Der Beklagte lehnte den – auf die Zeit ab 13. Januar 1994 beschränkten – Antrag der Klägerin auf Gewährung von Erzg für ihre Tochter A. ab (Bescheid vom 26. Juli 1994, Widerspruchsbescheid vom 2. Januar 1995), weil die Klägerin nicht die erforderliche Aufenthaltserlaubnis oder Aufenthaltsberechtigung besitze. Das Sozialgericht (SG) hat die hiergegen gerichtete Klage abgewiesen (Urteil vom 19. März 1996), das Landessozialgericht (LSG) hat ihr hingegen stattgegeben (Urteil vom 22. August 1997). Zur Begründung hat das LSG ausgeführt, nach § 1 Abs 1a BErzGG idF durch Art 4 des Gesetzes zur Umsetzung des Föderalen Konsolidierungsprogramms (FKPG) vom 23. Juni 1993 (BGBl I, 944 ff) reiche zwar der Besitz einer Aufenthaltsbefugnis für die Begründung des Erzg-Anspruchs grundsätzlich nicht aus, jedoch komme es im vorliegenden Fall auf den Besitz eines Aufenthaltstitels nicht an, weil die Klägerin als Familienangehörige eines anerkannten Flüchtlings nach der Verordnung (EWG) 1408/71 des Rates vom 14. Juni 1971 zur Anwendung der Systeme der sozialen Sicherheit auf Arbeitnehmer, Selbständige und deren Familienangehörige, die innerhalb der Gemeinschaft zu- und abwandern (EWGV 1408/71), den Unionsbürgern, also deutschen Staatsangehörigen und anderen Bürgern der Mitgliedstaaten der Europäischen Union (EU), gleichzustellen sei.

> [ZU BEARBEITENDE AUFGABEN]:
1) Aus welchem Grund lehnte der Beklagte laut Lesetext den Antrag der Klägerin ab?
2) Schreib den Lesetext über den Erzg-Antrag der Klägerin bitte im Anschluss an seinen letzten Satz weiter.
Die Datensätze spielen hierfür keine Rolle.

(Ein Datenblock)
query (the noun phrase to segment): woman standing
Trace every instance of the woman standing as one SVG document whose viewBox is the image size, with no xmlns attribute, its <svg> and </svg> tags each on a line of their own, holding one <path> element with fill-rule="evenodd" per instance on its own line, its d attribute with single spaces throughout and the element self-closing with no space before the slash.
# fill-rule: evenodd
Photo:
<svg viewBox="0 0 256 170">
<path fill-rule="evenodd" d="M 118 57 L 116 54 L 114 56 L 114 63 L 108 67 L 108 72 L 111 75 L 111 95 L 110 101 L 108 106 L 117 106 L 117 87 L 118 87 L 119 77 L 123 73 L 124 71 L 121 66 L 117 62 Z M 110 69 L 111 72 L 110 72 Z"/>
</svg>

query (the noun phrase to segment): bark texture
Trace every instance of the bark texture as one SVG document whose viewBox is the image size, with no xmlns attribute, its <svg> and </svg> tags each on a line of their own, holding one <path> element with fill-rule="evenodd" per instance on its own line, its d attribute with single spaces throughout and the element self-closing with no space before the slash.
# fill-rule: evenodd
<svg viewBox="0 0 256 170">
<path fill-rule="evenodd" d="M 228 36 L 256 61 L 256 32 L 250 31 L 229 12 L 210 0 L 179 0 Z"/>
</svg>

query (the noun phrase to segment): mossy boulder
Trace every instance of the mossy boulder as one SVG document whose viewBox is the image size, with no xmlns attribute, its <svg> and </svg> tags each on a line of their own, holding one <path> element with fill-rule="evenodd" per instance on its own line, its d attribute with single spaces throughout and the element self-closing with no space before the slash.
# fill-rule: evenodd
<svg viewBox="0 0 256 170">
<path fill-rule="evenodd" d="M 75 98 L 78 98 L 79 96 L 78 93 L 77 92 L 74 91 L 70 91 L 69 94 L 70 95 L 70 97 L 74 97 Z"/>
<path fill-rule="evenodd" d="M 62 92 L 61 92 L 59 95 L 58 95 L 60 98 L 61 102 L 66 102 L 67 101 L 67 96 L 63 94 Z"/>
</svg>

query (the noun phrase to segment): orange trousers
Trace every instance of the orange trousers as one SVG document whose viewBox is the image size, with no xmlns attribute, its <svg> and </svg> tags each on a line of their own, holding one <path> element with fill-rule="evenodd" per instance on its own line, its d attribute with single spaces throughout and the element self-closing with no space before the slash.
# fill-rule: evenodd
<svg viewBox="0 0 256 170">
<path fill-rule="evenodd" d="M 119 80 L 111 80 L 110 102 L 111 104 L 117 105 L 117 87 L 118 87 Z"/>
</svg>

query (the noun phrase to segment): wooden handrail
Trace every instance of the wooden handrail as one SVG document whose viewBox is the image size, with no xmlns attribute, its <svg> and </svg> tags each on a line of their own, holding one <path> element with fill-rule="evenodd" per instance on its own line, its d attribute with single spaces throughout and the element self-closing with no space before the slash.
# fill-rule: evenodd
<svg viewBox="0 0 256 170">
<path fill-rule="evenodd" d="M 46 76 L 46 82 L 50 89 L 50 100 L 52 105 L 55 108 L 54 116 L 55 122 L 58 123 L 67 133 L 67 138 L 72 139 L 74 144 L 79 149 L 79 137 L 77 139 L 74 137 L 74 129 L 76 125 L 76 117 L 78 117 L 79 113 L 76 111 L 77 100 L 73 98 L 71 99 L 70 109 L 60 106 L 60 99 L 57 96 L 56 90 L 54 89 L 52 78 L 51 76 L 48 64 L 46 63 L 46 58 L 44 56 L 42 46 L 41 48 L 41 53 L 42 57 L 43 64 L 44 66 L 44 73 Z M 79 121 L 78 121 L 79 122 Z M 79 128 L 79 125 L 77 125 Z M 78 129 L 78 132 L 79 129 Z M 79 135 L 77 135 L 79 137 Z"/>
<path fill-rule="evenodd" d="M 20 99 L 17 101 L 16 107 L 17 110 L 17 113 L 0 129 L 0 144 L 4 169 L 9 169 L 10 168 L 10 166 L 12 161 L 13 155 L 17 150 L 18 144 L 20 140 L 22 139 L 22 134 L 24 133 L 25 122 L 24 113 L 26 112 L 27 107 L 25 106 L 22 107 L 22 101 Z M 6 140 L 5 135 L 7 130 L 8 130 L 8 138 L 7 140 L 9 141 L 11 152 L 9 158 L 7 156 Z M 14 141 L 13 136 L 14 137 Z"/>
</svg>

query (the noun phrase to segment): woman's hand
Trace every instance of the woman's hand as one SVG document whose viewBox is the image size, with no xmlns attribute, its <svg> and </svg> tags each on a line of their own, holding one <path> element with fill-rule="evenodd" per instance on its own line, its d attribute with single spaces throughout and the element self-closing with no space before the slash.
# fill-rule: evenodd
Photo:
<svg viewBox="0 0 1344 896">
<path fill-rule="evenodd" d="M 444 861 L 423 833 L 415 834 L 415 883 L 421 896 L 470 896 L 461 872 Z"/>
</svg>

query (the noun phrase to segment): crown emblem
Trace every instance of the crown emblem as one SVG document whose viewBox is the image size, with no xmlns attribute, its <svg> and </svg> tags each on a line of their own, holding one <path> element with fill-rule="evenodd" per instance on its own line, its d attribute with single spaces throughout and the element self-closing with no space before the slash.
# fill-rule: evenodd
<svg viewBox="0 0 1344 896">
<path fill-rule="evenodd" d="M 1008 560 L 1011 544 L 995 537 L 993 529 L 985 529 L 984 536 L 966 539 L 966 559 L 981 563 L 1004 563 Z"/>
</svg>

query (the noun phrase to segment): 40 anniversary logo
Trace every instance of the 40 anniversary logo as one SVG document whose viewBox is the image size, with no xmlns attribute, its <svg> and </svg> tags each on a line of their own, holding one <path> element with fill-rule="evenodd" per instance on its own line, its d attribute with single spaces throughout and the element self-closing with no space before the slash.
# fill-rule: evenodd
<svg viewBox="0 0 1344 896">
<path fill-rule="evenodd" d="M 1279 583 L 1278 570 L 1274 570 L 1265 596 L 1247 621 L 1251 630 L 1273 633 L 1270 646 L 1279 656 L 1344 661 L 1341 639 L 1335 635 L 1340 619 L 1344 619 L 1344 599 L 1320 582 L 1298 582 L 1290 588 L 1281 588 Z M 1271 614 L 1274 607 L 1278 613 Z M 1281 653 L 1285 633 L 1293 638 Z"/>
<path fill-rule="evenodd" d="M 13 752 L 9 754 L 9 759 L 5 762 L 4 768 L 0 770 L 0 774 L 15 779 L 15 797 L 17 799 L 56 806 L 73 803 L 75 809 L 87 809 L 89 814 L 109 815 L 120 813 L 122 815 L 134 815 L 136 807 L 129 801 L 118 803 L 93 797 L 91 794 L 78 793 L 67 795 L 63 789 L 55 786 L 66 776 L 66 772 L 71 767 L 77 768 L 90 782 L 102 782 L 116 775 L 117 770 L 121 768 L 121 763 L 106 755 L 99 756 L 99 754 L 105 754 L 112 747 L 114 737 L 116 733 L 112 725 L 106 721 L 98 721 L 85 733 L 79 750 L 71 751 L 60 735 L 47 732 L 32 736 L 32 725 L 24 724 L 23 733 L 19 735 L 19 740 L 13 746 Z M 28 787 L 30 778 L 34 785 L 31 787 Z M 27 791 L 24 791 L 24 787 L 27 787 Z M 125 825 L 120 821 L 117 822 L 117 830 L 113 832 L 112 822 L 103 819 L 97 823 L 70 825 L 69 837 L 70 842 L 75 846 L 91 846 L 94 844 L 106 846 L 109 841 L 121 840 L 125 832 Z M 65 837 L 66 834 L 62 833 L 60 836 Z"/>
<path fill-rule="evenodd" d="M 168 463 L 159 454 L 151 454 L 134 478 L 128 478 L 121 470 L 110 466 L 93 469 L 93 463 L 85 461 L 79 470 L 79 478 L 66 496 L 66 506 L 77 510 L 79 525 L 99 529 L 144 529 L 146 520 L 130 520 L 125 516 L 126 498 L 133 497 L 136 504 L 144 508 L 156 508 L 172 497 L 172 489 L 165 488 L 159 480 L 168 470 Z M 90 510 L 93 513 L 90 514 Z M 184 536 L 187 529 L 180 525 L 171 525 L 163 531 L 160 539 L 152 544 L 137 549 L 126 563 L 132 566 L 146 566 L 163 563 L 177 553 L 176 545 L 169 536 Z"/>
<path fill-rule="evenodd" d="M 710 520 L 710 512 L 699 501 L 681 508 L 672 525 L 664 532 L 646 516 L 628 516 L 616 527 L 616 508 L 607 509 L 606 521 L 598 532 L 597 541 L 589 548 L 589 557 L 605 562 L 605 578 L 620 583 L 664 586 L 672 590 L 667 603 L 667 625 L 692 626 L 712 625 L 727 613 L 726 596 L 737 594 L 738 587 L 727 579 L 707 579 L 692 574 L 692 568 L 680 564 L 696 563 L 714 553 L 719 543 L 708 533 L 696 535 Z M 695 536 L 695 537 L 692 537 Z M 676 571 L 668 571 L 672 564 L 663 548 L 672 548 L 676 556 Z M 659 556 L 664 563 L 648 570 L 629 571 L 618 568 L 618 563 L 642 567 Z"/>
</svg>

> [LÖSUNGEN]:
1) Weil die Klägerin nicht die erforderliche Aufenthaltserlaubnis oder Aufenthaltsberechtigung besitze.

2)
Mit der Revision rügt der Beklagte eine Verletzung von § 1 Abs 1a BErzGG sowie der Art 2 Abs 1 und 3 Abs 1 EWGV 1408/71. Er hält § 1 Abs 1a BErzGG für verfassungsgemäß und sieht für eine Anwendung der EWGV 1408/71 auf Flüchtlinge aus Drittländern, die unmittelbar aus ihrer Heimat in einen EU-Mitgliedstaat eingereist und stets dort geblieben sind, also nicht innerhalb der EU von einem Mitgliedstaat in einen anderen gewechselt sind, keinen Raum. Zumindest aber könne der einem weiteren Drittstaat angehörende, selbst nicht als Flüchtling anerkannte und nicht die Eigenschaft als Arbeitnehmer besitzende Ehegatte eines solchen unmittelbar aus einem Drittstaat eingereisten Flüchtlings keinen Anspruch auf eine Gleichstellung mit Unionsbürgern ableiten.
Der Beklagte beantragt,
das Urteil des Landessozialgerichts Nordrhein-Westfalen vom 22. August 1997 zu ändern und die Berufung der Klägerin gegen das Urteil des Sozialgerichts Aachen vom 19. März 1996 zurückzuweisen.
Die Klägerin beantragt,
die Revision zurückzuweisen.
Sie verteidigt das angefochtene Berufungsurteil.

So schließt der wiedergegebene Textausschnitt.